**Directions:**
1: In the post on the Beirut blast below, what leads the writer to accept that fireworks sparked the explosion? Answer in one to three sentences.
2: Carry on with the post on the Beirut blast from its last sentence.

The Beirut blast: nitrates, yes, but was anything else involved?

I’m quite prepared to accept that fireworks sparked the massive explosion in Beirut, Lebanon yesterday.  If you look at video of the incident, the initial fire shows sparkling minor explosions all around the central smoke, typical of ignited fireworks.  As for the enormous blast that followed, I’m also prepared to believe it involved thousands of tons of stored nitrates.

If you look at the color of the smoke cloud left by the explosion, it’s got the rusty-red tinge characteristic of nitrate explosions.

I’ve seen a couple in Africa (on a much smaller scale), and they showed the same effect.  The damage is also consistent with such an explosion.

Consider the Texas City disaster of 1947, which involved a similar amount of nitrates and devastated the port and surrounding areas.  Consider, also, the explosion at a nitrate fertilizer plant in Texas a few years ago, which offers a useful comparison.

**Dataset:**

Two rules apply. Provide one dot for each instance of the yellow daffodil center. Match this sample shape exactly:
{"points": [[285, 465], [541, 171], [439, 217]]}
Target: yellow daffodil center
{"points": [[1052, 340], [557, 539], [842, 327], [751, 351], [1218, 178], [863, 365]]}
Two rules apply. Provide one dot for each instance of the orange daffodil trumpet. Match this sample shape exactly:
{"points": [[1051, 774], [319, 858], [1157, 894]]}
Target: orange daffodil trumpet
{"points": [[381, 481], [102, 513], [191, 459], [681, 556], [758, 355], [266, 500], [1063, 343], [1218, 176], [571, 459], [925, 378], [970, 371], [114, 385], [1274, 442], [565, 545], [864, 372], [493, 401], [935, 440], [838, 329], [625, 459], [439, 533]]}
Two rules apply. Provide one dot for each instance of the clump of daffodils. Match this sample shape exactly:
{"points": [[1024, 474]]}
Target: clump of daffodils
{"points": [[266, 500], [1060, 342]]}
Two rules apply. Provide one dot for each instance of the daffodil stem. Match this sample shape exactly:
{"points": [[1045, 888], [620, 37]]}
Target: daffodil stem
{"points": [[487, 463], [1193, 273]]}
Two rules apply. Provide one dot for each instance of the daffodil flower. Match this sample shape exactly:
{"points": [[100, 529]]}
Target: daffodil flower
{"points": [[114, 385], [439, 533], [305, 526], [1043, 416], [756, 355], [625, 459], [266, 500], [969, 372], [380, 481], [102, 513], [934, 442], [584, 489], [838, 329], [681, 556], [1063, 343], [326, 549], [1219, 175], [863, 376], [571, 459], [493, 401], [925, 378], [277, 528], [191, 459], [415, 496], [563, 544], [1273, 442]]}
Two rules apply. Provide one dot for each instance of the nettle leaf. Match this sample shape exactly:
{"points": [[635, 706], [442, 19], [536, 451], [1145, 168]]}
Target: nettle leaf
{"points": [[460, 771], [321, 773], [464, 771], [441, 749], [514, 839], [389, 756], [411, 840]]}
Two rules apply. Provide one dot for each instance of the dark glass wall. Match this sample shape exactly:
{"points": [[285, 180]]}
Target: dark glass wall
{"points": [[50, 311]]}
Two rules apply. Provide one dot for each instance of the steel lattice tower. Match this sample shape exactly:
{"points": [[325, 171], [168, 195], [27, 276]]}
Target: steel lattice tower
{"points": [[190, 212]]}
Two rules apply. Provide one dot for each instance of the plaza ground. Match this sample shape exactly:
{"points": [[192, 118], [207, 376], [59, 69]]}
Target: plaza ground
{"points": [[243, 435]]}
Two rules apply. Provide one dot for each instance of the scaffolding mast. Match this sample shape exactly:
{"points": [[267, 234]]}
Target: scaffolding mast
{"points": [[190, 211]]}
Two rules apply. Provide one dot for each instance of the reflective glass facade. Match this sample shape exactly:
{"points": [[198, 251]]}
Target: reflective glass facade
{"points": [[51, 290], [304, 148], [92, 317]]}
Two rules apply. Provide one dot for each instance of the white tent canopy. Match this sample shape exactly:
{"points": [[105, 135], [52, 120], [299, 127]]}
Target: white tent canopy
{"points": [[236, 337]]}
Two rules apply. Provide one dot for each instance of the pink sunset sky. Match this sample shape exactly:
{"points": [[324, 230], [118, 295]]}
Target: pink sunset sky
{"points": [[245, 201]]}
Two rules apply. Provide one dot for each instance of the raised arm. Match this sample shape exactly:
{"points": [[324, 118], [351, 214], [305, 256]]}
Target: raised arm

**Expected answers:**
1: Video of the incident shows sparkling minor explosions all around the central smoke in the initial fire. That is typical of ignited fireworks.

2:
However, it’s known that Hezbollah had a missile manufacturing and/or maintenance facility in the port area.  I won’t be at all surprised to learn that it’s no longer there, and that the warheads and propellant of any missiles that were there at the time contributed to the blast and destruction.

You can take it as read that Beirut’s harbor will be severely affected by this explosion for years to come.  I doubt it’ll be back in any sort of meaningful operation in less than a month, and it’ll operate at greatly reduced capacity until port facilities can be rebuilt, restored and replaced.  It’ll be a major blow to the city’s and the country’s economy.

The damages caused by the explosion range between three to five billion dollars and between 200 to 250 thousand people have been left without a place to live.

Lebanon’s main wheat silo was destroyed in the explosion, leaving the country with about a month’s worth of grain. “We are currently looking for storage areas,” Nehme said, adding that Lebanon needed enough inventories to last at least three months to ensure its food security.

There’s more at the link.

The explosion will also cause major disruption to Hezbollah’s ability to recruit and deploy its forces, and put a major crimp in its wallet, because it supports so many people in southern Lebanon who will now need so much more help than usual.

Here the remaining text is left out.